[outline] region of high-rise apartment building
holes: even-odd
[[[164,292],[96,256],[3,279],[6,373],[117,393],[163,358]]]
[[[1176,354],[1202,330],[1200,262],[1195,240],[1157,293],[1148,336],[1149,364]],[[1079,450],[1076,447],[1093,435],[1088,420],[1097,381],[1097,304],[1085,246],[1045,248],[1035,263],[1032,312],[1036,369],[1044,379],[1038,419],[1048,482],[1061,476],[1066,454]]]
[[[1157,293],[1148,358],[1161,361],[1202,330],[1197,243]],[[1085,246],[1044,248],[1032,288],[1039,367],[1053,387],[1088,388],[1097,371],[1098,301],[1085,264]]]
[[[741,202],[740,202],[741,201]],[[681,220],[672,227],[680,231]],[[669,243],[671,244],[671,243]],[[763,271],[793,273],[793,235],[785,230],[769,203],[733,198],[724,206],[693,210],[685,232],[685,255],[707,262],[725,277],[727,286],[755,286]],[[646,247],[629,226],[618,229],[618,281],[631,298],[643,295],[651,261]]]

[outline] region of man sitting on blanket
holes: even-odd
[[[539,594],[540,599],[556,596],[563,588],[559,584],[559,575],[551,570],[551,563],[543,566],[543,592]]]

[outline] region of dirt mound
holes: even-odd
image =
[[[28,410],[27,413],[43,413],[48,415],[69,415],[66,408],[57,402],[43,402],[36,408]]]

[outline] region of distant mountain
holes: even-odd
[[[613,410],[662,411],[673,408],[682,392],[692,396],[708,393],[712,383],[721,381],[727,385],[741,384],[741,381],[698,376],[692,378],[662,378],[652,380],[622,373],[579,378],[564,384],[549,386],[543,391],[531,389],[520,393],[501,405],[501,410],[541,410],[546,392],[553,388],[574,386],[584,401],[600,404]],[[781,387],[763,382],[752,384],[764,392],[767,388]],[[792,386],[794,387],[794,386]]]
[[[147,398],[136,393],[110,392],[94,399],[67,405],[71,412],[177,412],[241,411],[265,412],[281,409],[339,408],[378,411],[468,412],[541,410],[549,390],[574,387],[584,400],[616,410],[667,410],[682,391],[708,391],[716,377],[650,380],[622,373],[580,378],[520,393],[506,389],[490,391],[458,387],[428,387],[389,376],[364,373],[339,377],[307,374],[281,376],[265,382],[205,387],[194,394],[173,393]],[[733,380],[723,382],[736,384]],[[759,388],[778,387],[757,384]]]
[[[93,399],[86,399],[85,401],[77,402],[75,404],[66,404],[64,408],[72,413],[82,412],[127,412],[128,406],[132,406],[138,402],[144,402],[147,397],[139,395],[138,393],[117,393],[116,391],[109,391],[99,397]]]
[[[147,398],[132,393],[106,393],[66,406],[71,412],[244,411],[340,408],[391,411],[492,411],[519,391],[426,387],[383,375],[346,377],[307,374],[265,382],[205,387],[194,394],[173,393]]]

WHAT TO WORK ON:
Word for word, retype all of the material.

FINISHED TASK:
[outline] region of high-rise apartment building
holes: even-odd
[[[164,292],[96,256],[3,279],[6,373],[117,393],[163,358]]]
[[[1176,354],[1202,330],[1200,262],[1195,240],[1157,293],[1148,336],[1149,364]],[[1079,450],[1076,447],[1093,435],[1088,420],[1097,381],[1097,304],[1085,246],[1045,248],[1035,263],[1032,312],[1036,369],[1044,379],[1038,419],[1048,482],[1061,476],[1066,454]]]
[[[1157,293],[1148,358],[1161,361],[1202,330],[1197,243]],[[1085,246],[1044,248],[1032,288],[1039,367],[1053,387],[1088,388],[1097,371],[1098,301],[1085,264]]]
[[[741,202],[740,202],[741,201]],[[681,220],[672,227],[680,231]],[[669,243],[671,244],[671,243]],[[763,271],[793,273],[793,235],[785,230],[769,203],[733,198],[724,206],[693,210],[685,232],[685,255],[707,262],[725,277],[727,286],[755,286]],[[646,247],[629,226],[618,229],[618,281],[631,298],[643,295],[651,261]]]

[outline] region of man sitting on blanket
holes: even-odd
[[[539,594],[540,599],[556,596],[563,588],[559,584],[559,575],[551,570],[551,563],[543,566],[543,592]]]

[outline] region of dirt mound
holes: even-odd
image =
[[[28,410],[27,413],[43,413],[48,415],[69,415],[66,408],[57,402],[43,402],[36,408]]]

[outline] region of distant mountain
holes: even-odd
[[[613,410],[662,411],[673,408],[682,392],[692,396],[708,393],[712,383],[721,381],[727,385],[741,384],[741,381],[698,376],[692,378],[662,378],[652,380],[622,373],[579,378],[564,384],[549,386],[543,391],[531,389],[520,393],[501,405],[501,410],[541,410],[546,392],[553,388],[574,386],[584,401],[600,404]],[[781,387],[763,382],[752,384],[764,392],[767,388]],[[792,386],[794,387],[794,386]]]
[[[147,398],[136,393],[110,392],[94,399],[67,405],[71,412],[177,412],[241,411],[265,412],[281,409],[339,408],[378,411],[468,412],[541,410],[549,390],[574,387],[584,400],[616,410],[667,410],[682,391],[708,391],[716,377],[650,380],[622,373],[580,378],[520,393],[506,389],[490,391],[458,387],[428,387],[389,376],[364,373],[339,377],[307,374],[281,376],[265,382],[205,387],[194,394],[173,393]],[[733,380],[723,382],[736,384]],[[759,388],[778,387],[757,384]]]
[[[93,399],[86,399],[85,401],[77,402],[75,404],[66,404],[64,408],[72,413],[82,412],[127,412],[128,406],[132,406],[138,402],[144,402],[147,397],[139,395],[138,393],[117,393],[116,391],[109,391],[99,397]]]
[[[147,398],[132,393],[106,393],[66,406],[71,412],[244,411],[340,408],[391,411],[492,411],[519,391],[426,387],[383,375],[346,377],[307,374],[265,382],[205,387],[194,394],[173,393]]]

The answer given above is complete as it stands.